Copy out each line exactly as it appears.

━━ EXERCISE DATA ━━

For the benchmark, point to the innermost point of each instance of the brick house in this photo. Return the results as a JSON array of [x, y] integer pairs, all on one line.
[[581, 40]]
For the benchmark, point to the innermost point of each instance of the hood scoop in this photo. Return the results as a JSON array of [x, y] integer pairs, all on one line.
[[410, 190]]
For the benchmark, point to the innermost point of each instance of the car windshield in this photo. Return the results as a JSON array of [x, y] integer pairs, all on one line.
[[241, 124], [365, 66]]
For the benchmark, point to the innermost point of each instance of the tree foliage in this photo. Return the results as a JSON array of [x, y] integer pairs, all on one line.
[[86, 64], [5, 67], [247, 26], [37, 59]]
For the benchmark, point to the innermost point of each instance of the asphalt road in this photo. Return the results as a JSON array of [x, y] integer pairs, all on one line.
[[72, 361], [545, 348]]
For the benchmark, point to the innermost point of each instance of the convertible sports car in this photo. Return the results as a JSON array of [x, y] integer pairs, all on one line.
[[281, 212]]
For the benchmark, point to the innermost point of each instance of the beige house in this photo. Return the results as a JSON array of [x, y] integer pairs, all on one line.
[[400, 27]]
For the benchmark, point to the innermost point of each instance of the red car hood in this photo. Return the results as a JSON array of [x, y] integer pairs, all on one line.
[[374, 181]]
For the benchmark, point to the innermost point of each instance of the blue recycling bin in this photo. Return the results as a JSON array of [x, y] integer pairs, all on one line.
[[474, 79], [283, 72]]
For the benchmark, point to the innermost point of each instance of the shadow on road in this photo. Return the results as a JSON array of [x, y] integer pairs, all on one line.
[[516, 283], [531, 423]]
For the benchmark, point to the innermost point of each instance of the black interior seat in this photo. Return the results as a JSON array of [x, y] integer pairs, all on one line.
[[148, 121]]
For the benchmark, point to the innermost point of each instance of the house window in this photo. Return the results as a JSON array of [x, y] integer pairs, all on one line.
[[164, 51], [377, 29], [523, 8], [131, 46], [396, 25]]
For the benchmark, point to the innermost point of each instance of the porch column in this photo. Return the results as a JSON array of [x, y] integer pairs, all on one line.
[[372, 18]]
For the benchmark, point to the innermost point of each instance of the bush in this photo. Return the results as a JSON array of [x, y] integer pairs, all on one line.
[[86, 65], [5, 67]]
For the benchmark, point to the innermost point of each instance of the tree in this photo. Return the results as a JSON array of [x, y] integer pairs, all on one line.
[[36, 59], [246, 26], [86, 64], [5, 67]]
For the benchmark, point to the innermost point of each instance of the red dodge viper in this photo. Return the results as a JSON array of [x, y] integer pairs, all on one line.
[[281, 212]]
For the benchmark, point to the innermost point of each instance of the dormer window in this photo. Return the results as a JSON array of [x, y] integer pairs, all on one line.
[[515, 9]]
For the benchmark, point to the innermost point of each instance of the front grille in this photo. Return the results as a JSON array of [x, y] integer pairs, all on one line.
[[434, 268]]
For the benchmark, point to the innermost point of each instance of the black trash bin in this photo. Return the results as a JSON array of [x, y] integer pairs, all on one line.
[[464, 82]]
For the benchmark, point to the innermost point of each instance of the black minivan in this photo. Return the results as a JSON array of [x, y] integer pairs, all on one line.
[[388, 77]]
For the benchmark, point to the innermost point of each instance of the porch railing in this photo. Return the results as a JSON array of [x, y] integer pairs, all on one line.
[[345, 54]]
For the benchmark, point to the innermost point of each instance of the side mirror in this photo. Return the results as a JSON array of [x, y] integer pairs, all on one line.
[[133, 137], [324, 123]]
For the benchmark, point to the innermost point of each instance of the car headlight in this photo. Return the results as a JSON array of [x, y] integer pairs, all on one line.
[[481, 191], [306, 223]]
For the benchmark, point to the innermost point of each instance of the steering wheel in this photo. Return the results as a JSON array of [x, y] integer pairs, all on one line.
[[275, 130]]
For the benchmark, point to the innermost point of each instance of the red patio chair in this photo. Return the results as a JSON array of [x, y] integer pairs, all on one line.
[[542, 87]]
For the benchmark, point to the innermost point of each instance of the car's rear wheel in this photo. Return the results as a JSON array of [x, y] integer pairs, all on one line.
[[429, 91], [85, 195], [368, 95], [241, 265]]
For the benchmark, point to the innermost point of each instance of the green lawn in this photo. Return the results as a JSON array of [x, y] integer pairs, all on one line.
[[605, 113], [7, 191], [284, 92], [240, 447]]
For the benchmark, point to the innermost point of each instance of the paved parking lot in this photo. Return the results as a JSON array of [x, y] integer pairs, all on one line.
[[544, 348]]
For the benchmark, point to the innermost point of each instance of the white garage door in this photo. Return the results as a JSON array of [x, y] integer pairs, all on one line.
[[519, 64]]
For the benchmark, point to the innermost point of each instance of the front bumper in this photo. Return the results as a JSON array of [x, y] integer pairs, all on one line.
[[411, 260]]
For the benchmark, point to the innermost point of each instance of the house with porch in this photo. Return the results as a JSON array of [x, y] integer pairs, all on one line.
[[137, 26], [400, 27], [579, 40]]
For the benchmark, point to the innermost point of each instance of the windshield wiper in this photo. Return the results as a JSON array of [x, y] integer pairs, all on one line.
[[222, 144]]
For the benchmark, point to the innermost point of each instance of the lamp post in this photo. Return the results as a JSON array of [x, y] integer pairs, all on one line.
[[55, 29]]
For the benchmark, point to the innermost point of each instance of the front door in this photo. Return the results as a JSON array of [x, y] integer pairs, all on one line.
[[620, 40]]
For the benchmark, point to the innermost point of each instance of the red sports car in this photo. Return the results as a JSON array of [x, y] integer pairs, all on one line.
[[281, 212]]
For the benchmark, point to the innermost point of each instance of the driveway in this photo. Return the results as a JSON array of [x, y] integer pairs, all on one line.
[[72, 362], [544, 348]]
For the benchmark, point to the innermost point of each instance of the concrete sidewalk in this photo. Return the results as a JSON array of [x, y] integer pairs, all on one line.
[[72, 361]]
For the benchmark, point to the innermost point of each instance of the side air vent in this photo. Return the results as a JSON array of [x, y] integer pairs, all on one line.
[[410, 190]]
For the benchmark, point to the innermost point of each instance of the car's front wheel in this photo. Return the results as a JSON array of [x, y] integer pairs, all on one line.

━━━

* **ANSWER TO THIS TASK**
For the benchmark, point to the innermost point of each instance of the brick house in this photo. Return the results as a JSON array of [x, y] integer pairs, all on one line.
[[581, 40]]
For the benchmark, point to the innermost point of each instance of the hood scoop in this photo. Return the results as a JSON array of [x, y] integer pairs, all on one line.
[[410, 190]]
For the benchmark, point to the innermost point of each instance of the car windshield in this photo. Return the results as a JSON array of [x, y] integer pairs, all on one line.
[[241, 124], [365, 66]]
For the benchmark, point to the innermost point of each instance of the tree foliage in this photo. Return the results as a JSON array of [x, y] integer pairs, all on one line.
[[86, 64], [5, 67], [247, 26], [37, 59]]
For the benchmark, point to the innermost point of each instance of the asphalt road in this photo. Return the results as a JSON array of [x, y] integer pairs, all on one line.
[[72, 361], [545, 348]]
For the benchmark, point to the innermost point of each instance of the convertible sports car in this photo. Return the results as a JSON array of [x, y] integer pairs, all on one line.
[[281, 212]]
For the benchmark, point to the innermost point of each instance of the beige house in this photo. Return the results as a JSON array of [x, y] integer pairs, all on one line.
[[400, 27]]
For the benchmark, point to the innermost point of each instance of the red car hood in this photo. Return the results as a JSON array of [x, y] integer pairs, all on one line.
[[374, 181]]
For the benchmark, point to the innermost point of each instance of the blue recycling bin in this photo. Return the results as a JSON array of [x, y] integer pairs, all on one line.
[[474, 79], [283, 72]]
For the benchmark, point to the innermost point of each instance of the shadow on road in this photo. Return the results as a JSON array of [x, y] integer pairs, all on one line.
[[516, 283], [531, 423]]
For the benchmark, point to the innermost point of each instance of the black interior seat in this photo. Return the results as a JSON array of [x, y] integer pairs, all on one line.
[[148, 121]]
For the benchmark, point to the innermost point of each instance of the house window in this photo. Return the results as a JSON array of [x, y] integer pairs, all on one line.
[[164, 51], [377, 29], [523, 8], [131, 46], [396, 25]]
For the benchmark, point to the innermost point of each instance of the porch column in this photo. Return the results as a JSON array of [x, y] integer pairs, all on one line.
[[372, 18]]
For the benchmark, point to the innermost point of each instance of the bush in this photo. Return the results as a JSON array of [x, y] integer pairs, all on one line.
[[86, 65], [5, 67]]
For the benchmark, point to the innermost point of each instance of the tree in this photo. Return the results as a JSON array of [x, y] integer pairs, all on one line.
[[36, 59], [246, 26], [86, 64], [5, 67]]
For the benchmark, point to the innermost point of each instance of the red dodge viper in this photo. Return the results as a JSON array of [x, y] integer pairs, all on one line.
[[281, 212]]
For the benchmark, point to the innermost point of each instance of the dormer window in this photo. Return the results as a JSON array of [x, y] integer pairs, all on one line.
[[515, 9]]
For the benchmark, point to the innermost point of each instance of the front grille in this photo. Return the results as a JSON array of [x, y] integer pairs, all on one line.
[[434, 268]]
For the benchmark, point to the innermost point of each instance of the black trash bin in this photo. Return the results as a JSON array of [x, y] integer pairs, all on one line.
[[464, 82]]
For the benchmark, point to the innermost point of each instance of the black minivan in this photo. Return the results as a JSON array of [x, y] integer pairs, all on one line.
[[388, 77]]
For the benchmark, point to the innermost point of each instance of the porch railing in this photo. Return the results as a JSON array of [x, y] integer pairs, all on one line.
[[345, 54]]
For the benchmark, point to the innermost point of each instance of the side mirror in this photo. Return the results as a JSON array of [x, y] integer pairs, all on one line.
[[133, 137], [324, 123]]
For the benchmark, point to the innermost point of each instance of the car headlight in this photo. Return the results as a JSON array of [x, y] integer pairs, all on one line.
[[481, 191], [306, 223]]
For the benchmark, point to the innermost point of each instance of the steering wheel in this photo. Return the results as a JSON array of [x, y] integer pairs, all on one line.
[[275, 130]]
For the benchmark, point to the innermost point of each instance of the red patio chair in this photo. Return the results as a JSON array of [x, y] integer pairs, all on one line.
[[542, 87]]
For the benchmark, point to the innermost point of each instance of the car's rear wheel in this photo. Return the results as a JSON array of [x, y] integer pairs, all on one line.
[[429, 91], [85, 195], [368, 95], [241, 265]]
For the benchmark, point to the innermost point of each instance of the green lawn in this photo. Return the results as a JSON array of [x, y] integer pairs, all on one line.
[[605, 113], [7, 191], [284, 92], [240, 447]]
For the benchmark, point to the innermost point of each instance of the paved parking lot in this photo. Return the results as a JSON array of [x, y] integer pairs, all on one line.
[[544, 348]]
For the benchmark, point to the innermost point of each instance of the white garage door in this photo. Return the results as a JSON array of [x, y] integer pairs, all on one line.
[[519, 64]]
For the benchmark, point to the innermost point of each instance of the front bumper in this photo. Return the results as a JSON array of [x, y] integer pairs, all on one line.
[[411, 260]]
For the benchmark, point to the innermost point of each instance of the house with porch in this photo. Return the results as a JSON array of [x, y] integer pairs, all on one line.
[[137, 26], [400, 27], [579, 40]]
For the benchmark, point to the innermost point of each instance of the windshield wiper in this photo. Return the results as a JSON array of [x, y] integer pairs, all on one line.
[[222, 144]]
For the benchmark, point to the innermost point of each instance of the lamp post in this photo. Return the results as a JSON array of [x, y] integer pairs, all on one line.
[[55, 29]]
For the benchmark, point to the innermost point of each instance of the front door in this photo. Return the results as a JSON array of [x, y] integer pairs, all on one line.
[[620, 40]]
For the benchmark, point to the innermost point of each instance of the red sports car in this photo. Return the results as a JSON array of [x, y] integer pairs, all on one line.
[[281, 212]]
For the benchmark, point to the innermost point of each instance of the driveway in this photo. Return the results as a JSON array of [x, y] integer pairs, all on one line.
[[72, 362], [544, 348]]
For the benchmark, point to the innermost point of each instance of the concrete sidewalk in this photo. Return the results as a JSON array of [x, y] integer pairs, all on one line.
[[72, 361]]
For the benchmark, point to the innermost point of each instance of the side air vent in this photo. Return the results as a JSON array of [x, y] integer pairs, all on one line.
[[410, 190]]
For the benchmark, point to the innermost point of each instance of the car's front wheel in this photo. Return the results as a JSON array of [x, y] integer pairs, all on one line.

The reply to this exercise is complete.